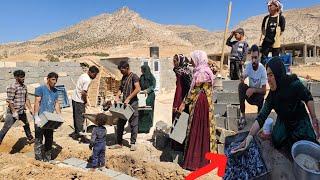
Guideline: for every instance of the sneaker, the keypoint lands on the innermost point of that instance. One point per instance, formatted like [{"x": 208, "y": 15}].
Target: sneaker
[
  {"x": 30, "y": 140},
  {"x": 241, "y": 123},
  {"x": 116, "y": 146},
  {"x": 133, "y": 147}
]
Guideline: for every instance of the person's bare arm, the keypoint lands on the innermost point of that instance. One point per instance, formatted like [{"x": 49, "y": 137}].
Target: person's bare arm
[
  {"x": 261, "y": 90},
  {"x": 117, "y": 97},
  {"x": 37, "y": 105},
  {"x": 314, "y": 119},
  {"x": 28, "y": 105},
  {"x": 57, "y": 107},
  {"x": 134, "y": 93},
  {"x": 84, "y": 96}
]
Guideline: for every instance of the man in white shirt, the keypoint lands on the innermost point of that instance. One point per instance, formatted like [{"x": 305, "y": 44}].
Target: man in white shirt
[
  {"x": 254, "y": 93},
  {"x": 79, "y": 99}
]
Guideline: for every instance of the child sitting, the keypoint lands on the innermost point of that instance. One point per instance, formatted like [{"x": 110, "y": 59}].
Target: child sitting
[
  {"x": 98, "y": 142},
  {"x": 239, "y": 50}
]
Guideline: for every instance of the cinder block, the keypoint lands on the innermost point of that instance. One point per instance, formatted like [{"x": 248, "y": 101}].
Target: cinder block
[
  {"x": 160, "y": 135},
  {"x": 74, "y": 162},
  {"x": 220, "y": 109},
  {"x": 31, "y": 80},
  {"x": 62, "y": 74},
  {"x": 32, "y": 75},
  {"x": 177, "y": 157},
  {"x": 227, "y": 97},
  {"x": 233, "y": 111},
  {"x": 10, "y": 64},
  {"x": 221, "y": 121},
  {"x": 161, "y": 125},
  {"x": 315, "y": 89},
  {"x": 124, "y": 177},
  {"x": 50, "y": 120},
  {"x": 317, "y": 108},
  {"x": 178, "y": 132},
  {"x": 230, "y": 85},
  {"x": 232, "y": 124},
  {"x": 27, "y": 64},
  {"x": 223, "y": 133},
  {"x": 109, "y": 172},
  {"x": 220, "y": 148}
]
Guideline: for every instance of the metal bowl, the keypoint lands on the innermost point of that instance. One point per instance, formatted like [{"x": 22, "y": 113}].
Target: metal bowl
[{"x": 308, "y": 148}]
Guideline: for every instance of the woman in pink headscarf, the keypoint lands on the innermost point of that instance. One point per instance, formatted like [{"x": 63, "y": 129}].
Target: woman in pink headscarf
[{"x": 201, "y": 137}]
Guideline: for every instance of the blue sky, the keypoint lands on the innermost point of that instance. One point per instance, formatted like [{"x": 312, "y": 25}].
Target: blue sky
[{"x": 22, "y": 20}]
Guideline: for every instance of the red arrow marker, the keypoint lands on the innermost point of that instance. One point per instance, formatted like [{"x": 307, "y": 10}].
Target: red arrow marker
[{"x": 217, "y": 161}]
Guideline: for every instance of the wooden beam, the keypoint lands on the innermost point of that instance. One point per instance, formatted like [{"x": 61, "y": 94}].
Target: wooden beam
[{"x": 225, "y": 35}]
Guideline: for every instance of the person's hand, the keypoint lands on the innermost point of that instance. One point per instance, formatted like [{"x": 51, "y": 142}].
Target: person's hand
[
  {"x": 174, "y": 109},
  {"x": 31, "y": 112},
  {"x": 242, "y": 78},
  {"x": 15, "y": 115},
  {"x": 116, "y": 99},
  {"x": 249, "y": 92},
  {"x": 315, "y": 124},
  {"x": 127, "y": 101},
  {"x": 37, "y": 120},
  {"x": 182, "y": 107},
  {"x": 244, "y": 145}
]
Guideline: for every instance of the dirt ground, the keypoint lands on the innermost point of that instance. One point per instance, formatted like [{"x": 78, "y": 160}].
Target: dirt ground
[
  {"x": 16, "y": 156},
  {"x": 144, "y": 163}
]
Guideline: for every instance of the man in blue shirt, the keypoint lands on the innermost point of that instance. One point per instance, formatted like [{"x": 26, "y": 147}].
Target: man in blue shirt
[{"x": 46, "y": 100}]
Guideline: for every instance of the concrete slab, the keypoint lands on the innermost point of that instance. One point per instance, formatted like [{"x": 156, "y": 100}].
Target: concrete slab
[
  {"x": 220, "y": 108},
  {"x": 220, "y": 148},
  {"x": 230, "y": 85},
  {"x": 221, "y": 121},
  {"x": 232, "y": 124},
  {"x": 227, "y": 97},
  {"x": 109, "y": 172},
  {"x": 233, "y": 111},
  {"x": 315, "y": 89},
  {"x": 223, "y": 133},
  {"x": 74, "y": 162}
]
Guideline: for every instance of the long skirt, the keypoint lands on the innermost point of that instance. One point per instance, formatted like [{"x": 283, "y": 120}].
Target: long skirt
[{"x": 199, "y": 137}]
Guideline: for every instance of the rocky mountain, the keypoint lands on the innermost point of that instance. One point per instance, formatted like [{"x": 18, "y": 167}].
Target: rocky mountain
[{"x": 125, "y": 33}]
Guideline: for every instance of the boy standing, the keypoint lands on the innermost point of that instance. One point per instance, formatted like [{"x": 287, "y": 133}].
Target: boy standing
[{"x": 46, "y": 100}]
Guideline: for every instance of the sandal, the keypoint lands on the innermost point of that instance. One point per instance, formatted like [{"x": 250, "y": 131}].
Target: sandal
[
  {"x": 241, "y": 123},
  {"x": 116, "y": 146}
]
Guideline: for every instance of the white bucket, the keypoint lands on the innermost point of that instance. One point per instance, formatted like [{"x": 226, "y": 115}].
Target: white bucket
[{"x": 267, "y": 126}]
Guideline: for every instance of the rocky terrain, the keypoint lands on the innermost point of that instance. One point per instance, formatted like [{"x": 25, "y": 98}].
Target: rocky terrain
[{"x": 126, "y": 33}]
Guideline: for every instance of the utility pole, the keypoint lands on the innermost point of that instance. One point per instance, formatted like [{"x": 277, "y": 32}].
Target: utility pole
[{"x": 225, "y": 36}]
■ ■ ■ ■ ■
WORK TO BE COMPLETED:
Reproduce every item above with each "innermost point" changed to "most central point" and everything else unchanged. Omit the pictures.

TASK RESULT:
Guideline: for every instance of the sneaker, the keypoint lands on the most central point of that instance. One point per instance, formatted like [{"x": 208, "y": 15}].
Target: sneaker
[
  {"x": 30, "y": 140},
  {"x": 241, "y": 123},
  {"x": 116, "y": 146},
  {"x": 133, "y": 147}
]
Guideline: for every instance of the person's bare arm, the keypoint lands on the most central point of that instance. One point per instance, formatted like [{"x": 49, "y": 137}].
Target: person's bare arm
[
  {"x": 261, "y": 90},
  {"x": 117, "y": 97},
  {"x": 37, "y": 105},
  {"x": 314, "y": 119},
  {"x": 28, "y": 105},
  {"x": 57, "y": 107},
  {"x": 134, "y": 93},
  {"x": 84, "y": 96}
]
Guideline: for every instance of the man in white shirt, the keypoint lands on the most central point of that instance. One point per instance, formatted like [{"x": 305, "y": 44}].
Target: man in white shirt
[
  {"x": 254, "y": 93},
  {"x": 79, "y": 99}
]
Guideline: for every instance of the child sitting, the keypoint lands on the most central point of that instance. One point per instance, formatted like [{"x": 110, "y": 59}].
Target: child sitting
[
  {"x": 98, "y": 142},
  {"x": 239, "y": 50}
]
Guideline: for every instance of the cinder block, the keypoint lands on the most central point of that instance. One point per instance, formatted like [{"x": 248, "y": 101}].
Target: cinder block
[
  {"x": 160, "y": 135},
  {"x": 74, "y": 162},
  {"x": 220, "y": 109},
  {"x": 31, "y": 80},
  {"x": 62, "y": 74},
  {"x": 32, "y": 75},
  {"x": 177, "y": 157},
  {"x": 227, "y": 97},
  {"x": 233, "y": 111},
  {"x": 10, "y": 64},
  {"x": 221, "y": 121},
  {"x": 161, "y": 125},
  {"x": 315, "y": 89},
  {"x": 124, "y": 177},
  {"x": 50, "y": 120},
  {"x": 317, "y": 108},
  {"x": 178, "y": 132},
  {"x": 230, "y": 85},
  {"x": 232, "y": 124},
  {"x": 27, "y": 64},
  {"x": 223, "y": 133},
  {"x": 109, "y": 172},
  {"x": 220, "y": 148}
]
Guideline: for every instance of the metal bowl, the keypoint lands on the most central point of that instance. One point per instance, formatted like [{"x": 22, "y": 113}].
Target: metal bowl
[{"x": 308, "y": 148}]
Guideline: for every instance of the woman in pink headscarf, the keypoint lands on the most central point of that instance. One point per instance, formatted like [{"x": 63, "y": 129}].
Target: woman in pink headscarf
[{"x": 201, "y": 137}]
Guideline: for every instance of the blue sky, the keypoint lands on the most central point of that instance. One point per instance, formatted like [{"x": 312, "y": 25}].
Target: blue sky
[{"x": 22, "y": 20}]
Guideline: for every instance of the red arrow marker, the keypoint lands on the most central point of that instance. One point per instance, formatted like [{"x": 307, "y": 10}].
Target: red arrow marker
[{"x": 217, "y": 161}]
Guideline: for every instance of the wooden beam, the keypoint lands on the most central point of that instance. One point per instance, formatted like [{"x": 61, "y": 94}].
Target: wooden beam
[{"x": 225, "y": 35}]
Guideline: for every instance of the person's hand, the keypoint lands on the most central point of that instance. One point per instance, formatted like [{"x": 51, "y": 142}].
Target: person's hand
[
  {"x": 174, "y": 109},
  {"x": 31, "y": 112},
  {"x": 242, "y": 78},
  {"x": 15, "y": 115},
  {"x": 116, "y": 99},
  {"x": 249, "y": 92},
  {"x": 315, "y": 124},
  {"x": 127, "y": 101},
  {"x": 37, "y": 120},
  {"x": 182, "y": 107},
  {"x": 244, "y": 145}
]
Guideline: for every instance of the dirt ground, the keypoint lands on the most central point of that instance. One point per instance, formatted like [{"x": 78, "y": 160}].
Target: dirt ground
[
  {"x": 16, "y": 156},
  {"x": 144, "y": 163}
]
Guideline: for every instance of the man in blue shirt, the keypoint lands on the most central point of that instance. One point per instance, formatted like [{"x": 26, "y": 147}].
Target: man in blue shirt
[{"x": 46, "y": 100}]
Guideline: for every instance of the concrete slab, the keypoint lands on the most central point of that instance. One point per instance, formatted like [{"x": 156, "y": 100}].
Target: concrete slab
[
  {"x": 220, "y": 108},
  {"x": 220, "y": 148},
  {"x": 230, "y": 85},
  {"x": 221, "y": 121},
  {"x": 232, "y": 124},
  {"x": 227, "y": 97},
  {"x": 109, "y": 172},
  {"x": 233, "y": 111},
  {"x": 315, "y": 89},
  {"x": 223, "y": 133},
  {"x": 74, "y": 162}
]
Guideline: for every instance of the long skirt, the keypoint lands on the most central point of that instance. One point per instance, formatted like [{"x": 283, "y": 120}].
Target: long skirt
[{"x": 199, "y": 137}]
Guideline: for every instance of the rocky mountain, the keypoint lands on the most central point of that instance. One point per instance, formatted like [{"x": 18, "y": 167}].
Target: rocky mountain
[{"x": 125, "y": 33}]
Guideline: for every instance of the boy standing, the keypoint lands on the most central point of that instance. One point per instance, formatted like [{"x": 287, "y": 133}].
Target: boy standing
[{"x": 46, "y": 100}]
Guideline: for every instance of the sandal, the keypoint lands on the most central point of that instance. One point per instance, formatted like [{"x": 250, "y": 131}].
Target: sandal
[
  {"x": 241, "y": 123},
  {"x": 116, "y": 146}
]
Guideline: for every instance of the white bucket, the keypoint lands on the most central point of that instance. One point per instance, formatted like [{"x": 226, "y": 115}].
Target: white bucket
[{"x": 267, "y": 126}]
Guideline: for every instance of the rocky terrain, the keypoint lands on the most central point of that instance. One point per instance, formatted like [{"x": 25, "y": 98}].
Target: rocky terrain
[{"x": 126, "y": 33}]
Guideline: for every instance of the utility pole, the keypoint lands on the most central point of that instance. One point per instance, formatted like [{"x": 277, "y": 32}].
Target: utility pole
[{"x": 225, "y": 36}]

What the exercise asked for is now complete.